- **Task directions**
Rewrite every one of the rows below with each "instance" changed to "occurrence" and nothing else altered. Leave the pictures out of your answer.

Coordinate annotation rows
/---
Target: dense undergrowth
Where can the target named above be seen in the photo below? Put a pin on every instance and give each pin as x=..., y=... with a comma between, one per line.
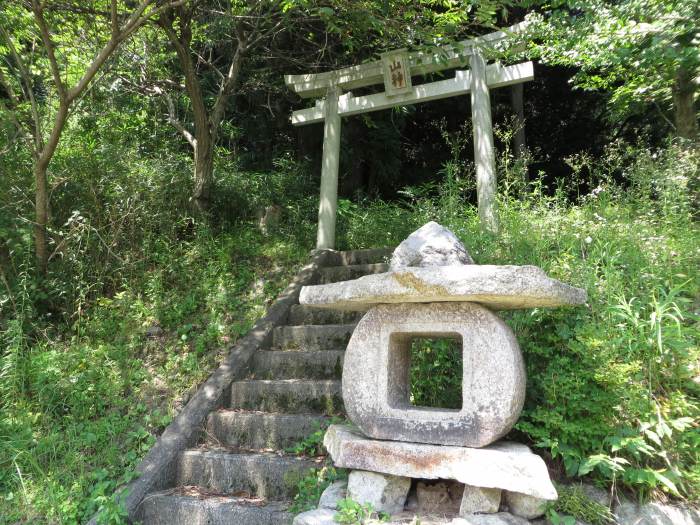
x=613, y=386
x=128, y=327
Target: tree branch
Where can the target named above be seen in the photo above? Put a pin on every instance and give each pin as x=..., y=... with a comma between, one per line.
x=28, y=90
x=50, y=49
x=174, y=121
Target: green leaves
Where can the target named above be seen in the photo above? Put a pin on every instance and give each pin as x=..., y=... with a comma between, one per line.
x=633, y=49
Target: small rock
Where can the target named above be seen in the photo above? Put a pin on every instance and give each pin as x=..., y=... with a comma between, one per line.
x=315, y=517
x=430, y=245
x=435, y=497
x=502, y=518
x=505, y=465
x=525, y=506
x=333, y=494
x=478, y=499
x=412, y=501
x=384, y=492
x=628, y=513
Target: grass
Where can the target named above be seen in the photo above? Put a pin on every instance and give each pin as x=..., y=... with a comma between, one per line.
\---
- **Result of the exercise**
Target: dense undergrowth
Where can the target named above be seen in the photo below? Put a pin on every occurrence and give each pin as x=..., y=... with a comma between, one per line.
x=613, y=386
x=128, y=327
Target: tree branch
Where can the target named above be seen in the photo above? Put a pin on every occurrence and give each pin as x=..., y=... with a comma between, one per line.
x=28, y=90
x=50, y=49
x=174, y=121
Target: green leaves
Where can the target named above be seen in the photo above? Put a pin on every occurrence and give each pin as x=..., y=... with a comma between, one per line.
x=633, y=49
Target: small rock
Where can the target named above be seen in the photo above? Put a pin on every occurrence and give each pin as x=..., y=... with a comma between, one per line.
x=315, y=517
x=430, y=245
x=435, y=497
x=502, y=518
x=505, y=465
x=525, y=506
x=333, y=494
x=478, y=499
x=412, y=501
x=384, y=492
x=628, y=513
Target: grass
Where can the target named above be seen in the photo above? Put a pin on every occurrence and give each pin as x=..., y=... with a comma between, one per line.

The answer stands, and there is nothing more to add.